Stavo pensando a cosa non mi manca del mio ex amante ed è proprio il sesso! Forse sono totalmente cretina?! C'era attrazione, ma l'atto finale era normale, banale quasi. 
Di mio marito mi mancherebbe tutto! E' vero, prima era più romantico, più dolce, ed è ciò che mi stava dando l'altro. Sabato mentre mettevo a posto i cassetti delle maglie ho ritrovato un biglietto di auguri scritto da lui nel lontano 2002... mi sono venute le lacrime agli occhi... l'ho fatto leggere a mio marito sottolineando che ora non è più così romantico... ed anche lui ha ammesso che è un pò cambiato...
Facciamo l'amore spesso e con molta passione, forse è per questo che non è mai stato importante con l'altro?


----------



## Ingenua (28 Luglio 2009)

teresa72 ha detto:


> (Scusate, ma ogni tanto mi scollega, lo fa anche a voi?)
> 
> Stavo pensando a cosa non mi manca del mio ex amante ed è proprio il sesso! Forse sono totalmente cretina?! C'era attrazione, ma l'atto finale era normale, banale quasi.

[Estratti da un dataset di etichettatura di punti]
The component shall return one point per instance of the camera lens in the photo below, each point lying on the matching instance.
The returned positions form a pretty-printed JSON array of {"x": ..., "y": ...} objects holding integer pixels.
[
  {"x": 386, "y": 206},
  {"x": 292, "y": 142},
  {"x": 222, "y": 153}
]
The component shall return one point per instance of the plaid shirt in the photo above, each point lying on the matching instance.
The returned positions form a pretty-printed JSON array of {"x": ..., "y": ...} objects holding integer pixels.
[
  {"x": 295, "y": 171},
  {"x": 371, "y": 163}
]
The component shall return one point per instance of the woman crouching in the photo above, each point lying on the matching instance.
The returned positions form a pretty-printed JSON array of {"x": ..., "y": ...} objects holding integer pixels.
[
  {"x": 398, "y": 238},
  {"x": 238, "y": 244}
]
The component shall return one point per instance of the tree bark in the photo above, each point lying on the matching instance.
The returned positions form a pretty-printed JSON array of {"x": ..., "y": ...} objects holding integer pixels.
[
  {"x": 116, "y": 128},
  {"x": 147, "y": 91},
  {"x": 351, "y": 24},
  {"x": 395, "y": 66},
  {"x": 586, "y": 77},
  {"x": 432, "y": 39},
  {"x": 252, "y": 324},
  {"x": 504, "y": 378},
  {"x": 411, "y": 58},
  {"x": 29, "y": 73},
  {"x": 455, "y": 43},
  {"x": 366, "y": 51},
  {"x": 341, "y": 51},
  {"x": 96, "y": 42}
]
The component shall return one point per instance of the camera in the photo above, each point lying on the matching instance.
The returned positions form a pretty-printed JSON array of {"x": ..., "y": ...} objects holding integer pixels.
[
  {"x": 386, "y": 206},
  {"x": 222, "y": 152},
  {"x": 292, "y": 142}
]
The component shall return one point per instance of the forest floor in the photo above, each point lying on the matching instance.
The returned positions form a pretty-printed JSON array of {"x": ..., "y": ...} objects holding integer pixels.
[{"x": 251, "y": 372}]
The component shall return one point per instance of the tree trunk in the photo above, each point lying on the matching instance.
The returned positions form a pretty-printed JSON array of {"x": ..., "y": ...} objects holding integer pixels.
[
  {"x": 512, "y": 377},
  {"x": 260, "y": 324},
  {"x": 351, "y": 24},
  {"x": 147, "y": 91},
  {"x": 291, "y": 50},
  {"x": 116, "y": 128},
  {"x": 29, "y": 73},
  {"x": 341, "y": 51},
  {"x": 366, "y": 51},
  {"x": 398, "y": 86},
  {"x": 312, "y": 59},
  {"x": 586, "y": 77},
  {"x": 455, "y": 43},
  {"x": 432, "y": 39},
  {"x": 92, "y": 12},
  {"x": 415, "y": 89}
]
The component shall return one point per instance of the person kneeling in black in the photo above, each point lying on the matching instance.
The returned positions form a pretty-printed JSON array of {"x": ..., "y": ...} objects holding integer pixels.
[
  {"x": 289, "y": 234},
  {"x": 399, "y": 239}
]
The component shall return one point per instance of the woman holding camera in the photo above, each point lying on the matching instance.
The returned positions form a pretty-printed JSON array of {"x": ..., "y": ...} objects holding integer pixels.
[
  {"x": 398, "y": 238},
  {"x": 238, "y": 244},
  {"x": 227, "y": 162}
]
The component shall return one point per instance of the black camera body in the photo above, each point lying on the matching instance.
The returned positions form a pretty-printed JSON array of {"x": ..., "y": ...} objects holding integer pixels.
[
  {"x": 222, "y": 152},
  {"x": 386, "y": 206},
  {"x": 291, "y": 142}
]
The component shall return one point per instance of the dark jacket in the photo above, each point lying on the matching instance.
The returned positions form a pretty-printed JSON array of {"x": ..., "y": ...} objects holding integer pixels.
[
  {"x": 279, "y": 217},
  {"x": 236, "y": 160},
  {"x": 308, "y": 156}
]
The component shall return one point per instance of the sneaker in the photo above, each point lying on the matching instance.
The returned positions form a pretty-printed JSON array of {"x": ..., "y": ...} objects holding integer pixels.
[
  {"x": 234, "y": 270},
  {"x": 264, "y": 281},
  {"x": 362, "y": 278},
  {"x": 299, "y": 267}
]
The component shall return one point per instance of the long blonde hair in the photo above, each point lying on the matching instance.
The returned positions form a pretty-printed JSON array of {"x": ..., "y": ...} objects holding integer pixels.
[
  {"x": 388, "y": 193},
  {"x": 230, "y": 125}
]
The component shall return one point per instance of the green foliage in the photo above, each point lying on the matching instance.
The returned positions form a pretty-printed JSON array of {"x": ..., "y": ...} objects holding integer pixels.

Consegna scritta 1
Secondo il testo fornito, in quale anno era stato scritto il biglietto di auguri ritrovato sabato nei cassetti delle maglie?
Consegna scritta 2
Traduca in inglese la seguente frase del testo fornito: "Facciamo l'amore spesso e con molta passione, forse è per questo che non è mai stato importante con l'altro?"
Consegna scritta 3
Prosegua il testo fornito, la discussione di forum sull'ex amante, partendo subito dopo l'ultima frase riportata.

Esito dell'esercizio 1
Nel 2002.

Esito dell'esercizio 2
We make love often and with a lot of passion; maybe that is why it was never important with the other one?

Esito dell'esercizio 3
> Di mio marito mi mancherebbe tutto! E' vero, prima era più romantico, più dolce, ed è ciò che mi stava dando l'altro. Sabato mentre mettevo a posto i cassetti delle maglie ho ritrovato un biglietto di auguri scritto da lui nel lontano 2002... mi sono venute le lacrime agli occhi... l'ho fatto leggere a mio marito sottolineando che ora non è più così romantico... ed anche lui ha ammesso che è un pò cambiato...
> Facciamo l'amore spesso e con molta passione, forse è per questo che non è mai stato importante con l'altro?


Che bella cosa! hai fatto benissimo a far leggere il biglietto a tuo marito. Se continuerai a fargli notare in questo modo delicato quello che lui era prima, sicuramente qualcosa cambierà, diventerà probabilmente più "attento" e ritoverà un pò del romantcismo perduto, ne sono sicura!


----------



## Grande82 (28 Luglio 2009)

teresa72 ha detto:


> (Scusate, ma ogni tanto mi scollega, lo fa anche a voi?)
> 
> Stavo pensando a cosa non mi manca del mio ex amante ed è proprio il sesso! Forse sono totalmente cretina?! C'era attrazione, ma l'atto finale era normale, banale quasi.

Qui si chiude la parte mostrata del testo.